*** Block opens ***

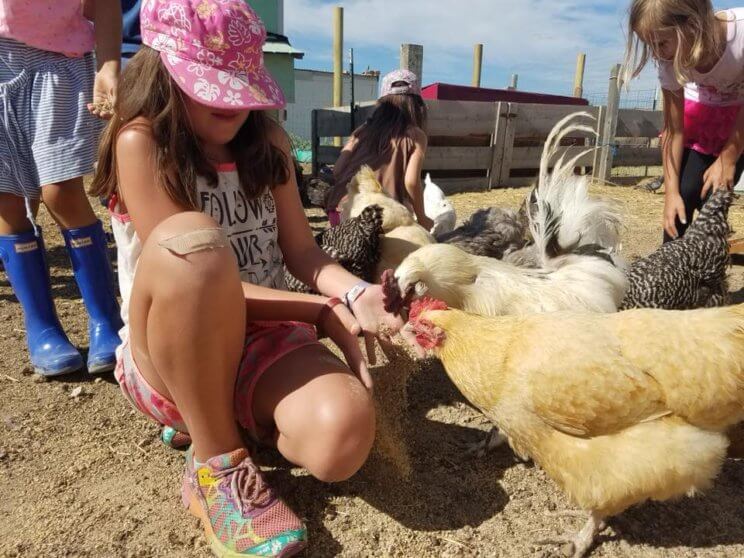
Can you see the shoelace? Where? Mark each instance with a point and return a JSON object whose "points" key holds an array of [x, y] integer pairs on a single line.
{"points": [[247, 486]]}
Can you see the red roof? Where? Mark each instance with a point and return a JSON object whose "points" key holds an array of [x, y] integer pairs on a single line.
{"points": [[447, 92]]}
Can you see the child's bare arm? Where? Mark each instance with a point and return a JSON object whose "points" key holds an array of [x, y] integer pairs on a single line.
{"points": [[721, 174], [413, 181], [672, 148], [107, 17]]}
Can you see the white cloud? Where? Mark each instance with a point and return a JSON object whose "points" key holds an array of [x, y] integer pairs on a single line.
{"points": [[539, 39]]}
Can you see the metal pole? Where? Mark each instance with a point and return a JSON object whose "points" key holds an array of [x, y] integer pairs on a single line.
{"points": [[579, 76], [477, 64], [338, 61], [352, 107]]}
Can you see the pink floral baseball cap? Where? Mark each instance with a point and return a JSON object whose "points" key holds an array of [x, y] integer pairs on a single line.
{"points": [[400, 82], [213, 49]]}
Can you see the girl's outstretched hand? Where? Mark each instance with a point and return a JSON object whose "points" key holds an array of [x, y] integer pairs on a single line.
{"points": [[719, 175], [674, 208], [369, 310], [341, 327], [104, 91]]}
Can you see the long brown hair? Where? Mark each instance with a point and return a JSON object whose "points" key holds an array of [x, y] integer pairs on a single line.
{"points": [[693, 22], [393, 118], [147, 91]]}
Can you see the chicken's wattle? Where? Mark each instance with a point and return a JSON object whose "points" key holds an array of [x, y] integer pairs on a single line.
{"points": [[424, 305]]}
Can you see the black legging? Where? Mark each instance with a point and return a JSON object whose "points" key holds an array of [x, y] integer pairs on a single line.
{"points": [[691, 182]]}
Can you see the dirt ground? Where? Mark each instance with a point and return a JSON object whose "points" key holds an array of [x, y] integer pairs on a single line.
{"points": [[86, 475]]}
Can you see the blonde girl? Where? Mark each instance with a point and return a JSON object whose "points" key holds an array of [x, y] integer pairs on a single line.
{"points": [[700, 57]]}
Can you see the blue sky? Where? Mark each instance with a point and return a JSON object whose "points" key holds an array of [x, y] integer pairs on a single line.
{"points": [[537, 39]]}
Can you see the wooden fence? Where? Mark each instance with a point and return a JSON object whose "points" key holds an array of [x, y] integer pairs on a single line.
{"points": [[479, 146]]}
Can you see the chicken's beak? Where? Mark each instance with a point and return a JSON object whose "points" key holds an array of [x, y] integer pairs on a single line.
{"points": [[420, 289]]}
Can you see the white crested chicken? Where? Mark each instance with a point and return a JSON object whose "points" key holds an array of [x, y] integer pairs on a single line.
{"points": [[438, 208], [572, 275], [402, 234], [616, 408]]}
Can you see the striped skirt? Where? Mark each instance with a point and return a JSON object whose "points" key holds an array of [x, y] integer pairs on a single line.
{"points": [[47, 134]]}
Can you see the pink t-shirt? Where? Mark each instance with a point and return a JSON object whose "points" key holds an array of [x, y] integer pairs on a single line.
{"points": [[54, 25], [724, 84]]}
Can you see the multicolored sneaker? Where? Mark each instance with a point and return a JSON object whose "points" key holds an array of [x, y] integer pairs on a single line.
{"points": [[241, 515]]}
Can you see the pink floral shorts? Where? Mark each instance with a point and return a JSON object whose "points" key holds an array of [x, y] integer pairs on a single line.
{"points": [[265, 344]]}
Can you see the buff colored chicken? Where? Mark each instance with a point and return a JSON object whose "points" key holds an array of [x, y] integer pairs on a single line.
{"points": [[616, 408], [572, 274]]}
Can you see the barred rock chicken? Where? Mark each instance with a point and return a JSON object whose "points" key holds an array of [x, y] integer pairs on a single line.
{"points": [[689, 272], [355, 244], [402, 234], [616, 408], [491, 232], [590, 279]]}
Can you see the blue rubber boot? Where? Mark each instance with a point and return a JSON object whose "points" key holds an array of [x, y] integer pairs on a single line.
{"points": [[89, 255], [51, 352]]}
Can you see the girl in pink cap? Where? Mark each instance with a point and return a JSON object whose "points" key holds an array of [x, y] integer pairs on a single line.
{"points": [[206, 211], [392, 143]]}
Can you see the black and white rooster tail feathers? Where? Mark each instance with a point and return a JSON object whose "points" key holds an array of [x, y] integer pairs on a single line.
{"points": [[562, 218]]}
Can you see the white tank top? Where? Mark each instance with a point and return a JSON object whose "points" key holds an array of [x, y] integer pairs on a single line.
{"points": [[250, 225]]}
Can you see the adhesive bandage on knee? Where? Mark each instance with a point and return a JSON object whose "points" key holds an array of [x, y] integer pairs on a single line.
{"points": [[195, 241]]}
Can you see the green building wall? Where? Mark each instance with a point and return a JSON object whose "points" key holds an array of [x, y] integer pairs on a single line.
{"points": [[279, 64]]}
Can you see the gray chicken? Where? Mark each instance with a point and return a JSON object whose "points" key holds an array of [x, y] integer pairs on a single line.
{"points": [[490, 232], [355, 244], [689, 272]]}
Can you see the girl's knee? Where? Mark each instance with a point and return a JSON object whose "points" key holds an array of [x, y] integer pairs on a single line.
{"points": [[344, 433]]}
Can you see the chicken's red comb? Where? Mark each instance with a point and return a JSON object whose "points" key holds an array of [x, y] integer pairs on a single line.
{"points": [[424, 305]]}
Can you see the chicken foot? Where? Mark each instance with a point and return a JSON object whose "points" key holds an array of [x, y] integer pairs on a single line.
{"points": [[490, 442], [583, 540]]}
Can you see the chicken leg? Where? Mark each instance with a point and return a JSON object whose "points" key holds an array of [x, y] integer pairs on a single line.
{"points": [[490, 442], [584, 539]]}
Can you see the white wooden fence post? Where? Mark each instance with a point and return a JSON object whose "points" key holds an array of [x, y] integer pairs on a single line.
{"points": [[497, 144], [412, 58], [610, 125]]}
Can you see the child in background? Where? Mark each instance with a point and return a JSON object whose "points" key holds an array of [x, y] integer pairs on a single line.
{"points": [[700, 56], [51, 90], [205, 210], [393, 143]]}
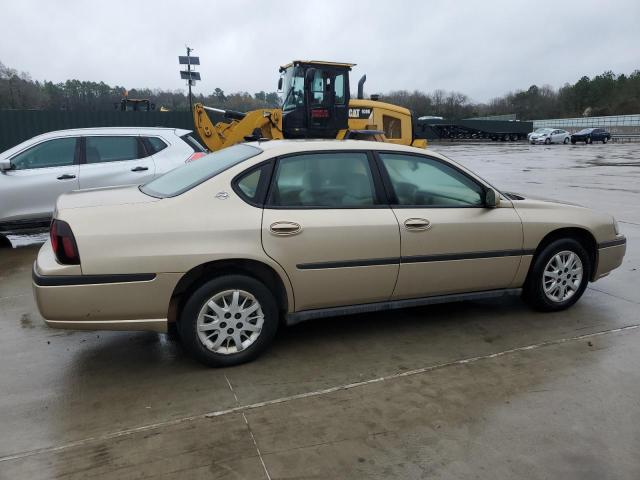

*** Block closes ***

Exercise goal:
Each record should be written out again exactly, though without its pictures.

Answer box:
Can you see the shoelace? Where? Mark each instance with a point and return a JSON object whose "points" key holds an array of [x, y] integer pairs on a single line.
{"points": [[247, 486]]}
Can you see the red roof? Where? Mark each instance with a point and return a JSON object whose "points" key holds an array of [x, y] integer pairs on a single line.
{"points": [[447, 92]]}
Can you see the child's bare arm? Where? Mark each instance with a point and return a JSON object whose "points" key holds an array of [x, y] integer pairs on a single line.
{"points": [[721, 174], [413, 181], [672, 148], [107, 17]]}
Can you see the white cloud? Where? Mark each instance with a point and return a JSON object whose "points" key holds an array of [x, y] integer pairs on a single line.
{"points": [[539, 39]]}
Can you see the metal pole? Where? Mark each instance with a point and return a JSON object whose "points" key holds an array of [x, y] integer pairs on a single line.
{"points": [[579, 76], [477, 64], [338, 61], [352, 107]]}
Can you see the pink floral baseball cap? Where? Mark each instance with a point and return a JSON object whose "points" key holds an array of [x, y] integer pairs on a single line.
{"points": [[400, 82], [213, 49]]}
Can you see the girl's outstretched hand? Where? Mark each instance with a point and return a JSON object whose "points" key holds an array of [x, y] integer pairs on a single line.
{"points": [[719, 175], [674, 208], [369, 310], [341, 327], [104, 91]]}
Can you see the long brown hair? Where? Mark each instance with a point and return a JSON object whose "points" key holds an array of [x, y] integer pairs on a single line.
{"points": [[693, 22], [393, 118], [147, 91]]}
Can you see the chicken's wattle? Where? Mark each instance with a point and return a JSON object whose "points" key holds an array of [x, y] integer pairs on a single line.
{"points": [[424, 305]]}
Can you see the black legging? Where? Mark each instance with a point and return a JSON object whose "points" key holds an array of [x, y] integer pairs on a single line.
{"points": [[691, 182]]}
Can you see the dirt ground? Where? Mark each instance with a point and return a JSON object whose "points" key holds an array of [x, y] integer pairs on a single line.
{"points": [[86, 475]]}
Can you see the blonde girl? Where? Mark each instance with a point and return a JSON object whose "points" key holds an array of [x, y] integer pairs on a single line.
{"points": [[700, 57]]}
Can you see the blue sky? Where? Mark each instance with a point and return a JSON object whose "points" key holds an array of [x, y] integer pairs on a single line.
{"points": [[537, 39]]}
Can you see the wooden fence? Where? Mark each instance with a point and return a JSON object whose "points" key holds an array of [x, y] integer pairs on a single line.
{"points": [[479, 146]]}
Can you see the chicken's beak? Where? Mark each instance with a point and return a JSON object whose "points" key holds an array of [x, y] integer pairs on a single line.
{"points": [[420, 289]]}
Can you see the white crested chicken? Where? Mark each instance with a point and return a JSON object whose "points" key holds an array of [x, y] integer pairs on a single line.
{"points": [[438, 208], [572, 275], [402, 234], [616, 408]]}
Can you see the striped skirt? Where? Mark each instance with a point and return a JSON object whose "points" key holds an array of [x, y] integer pairs on a single line.
{"points": [[47, 134]]}
Can you see the pink t-shirt? Where? Mark each instance with a point and return a JSON object whose "points" key holds an array of [x, y] integer pairs on a single line.
{"points": [[54, 25], [724, 84]]}
Can you see the multicolored sneaker? Where? Mark each instance with a point and return a JSON object whose "points" key holds an array of [x, y] integer pairs on a single line.
{"points": [[241, 515]]}
Can you see the pink floral shorts? Where? Mark each instance with a point and return a JSON object whose "points" key holds an array of [x, y] integer pairs on a single line.
{"points": [[265, 344]]}
Can you see the buff colored chicken? Where? Mark each instance with a point and return a JSON object whose "points" key holds an array of [x, y] integer pairs on a single line.
{"points": [[616, 408], [572, 274]]}
Can you see the barred rock chicken? Where? Mark each instance with a point and return a JSON object whose "points" key holds an array of [x, y] integer pairs on a single line.
{"points": [[689, 272], [355, 244], [402, 234], [616, 408], [491, 232], [590, 279]]}
Can you see the blue rubber boot? Where? Mark each instance with a point and return a JSON object whose "points" key holds an array of [x, y] integer pairs on a single line.
{"points": [[89, 255], [51, 352]]}
Can you see the girl in pink cap? Where? Mark each instance with a point and return a JSON object whose "points" key holds an array of [x, y] integer pairs on a single line.
{"points": [[206, 211], [392, 143]]}
Can you see the black and white rooster tail feathers? Where? Mark each instance with a point and return a JSON object whose "points" key holds an array of [x, y] integer pairs on a single line.
{"points": [[562, 218]]}
Can you see the white tank top? Where? Mark each instance with a point and return a JSON object whose "points" key holds an array of [x, y] integer pairs on a single line.
{"points": [[250, 225]]}
Can you see the adhesive bandage on knee? Where? Mark each instance with a point and return a JSON object whose "points" key holds an array of [x, y] integer pairs on a single line.
{"points": [[195, 241]]}
Can you see the green building wall? Where? Mark each instance with a point and return a JSON object whose "points" key holds an array of [x, y] integer pairs on a single line.
{"points": [[279, 64]]}
Can you see the gray chicken? Where? Mark each instance with a point and return a JSON object whose "points" key holds an array of [x, y] integer pairs on a single line.
{"points": [[490, 232], [355, 244], [689, 272]]}
Can you see the girl's knee? Where? Mark each instance with a point and return a JSON object whose "points" key holds an array of [x, y] integer pairs on a single line.
{"points": [[344, 433]]}
Can you see the chicken's red comb? Where? Mark each instance with a point and return a JSON object whose "points" key holds an array of [x, y] integer pairs on a single line.
{"points": [[424, 305]]}
Can you see the chicken foot? Where? Mark each instance with a point and return a JSON object whose "points" key holds an array of [x, y] integer pairs on a single line.
{"points": [[490, 442], [583, 540]]}
Can you see the chicken leg? Where? Mark each instance with a point and return a JSON object whose "points" key holds an array of [x, y] integer pairs on a single line.
{"points": [[490, 442], [584, 539]]}
Can you see the white wooden fence post? Where? Mark each instance with a point and return a JSON object whose "points" key holds an array of [x, y] integer pairs on a single line.
{"points": [[497, 144], [412, 58], [610, 125]]}
Can you see the child in background? Where? Mark each instance with a point and return a JSON object whose "points" key holds an array of [x, y] integer pairs on a single line.
{"points": [[700, 56], [51, 90], [205, 210], [393, 143]]}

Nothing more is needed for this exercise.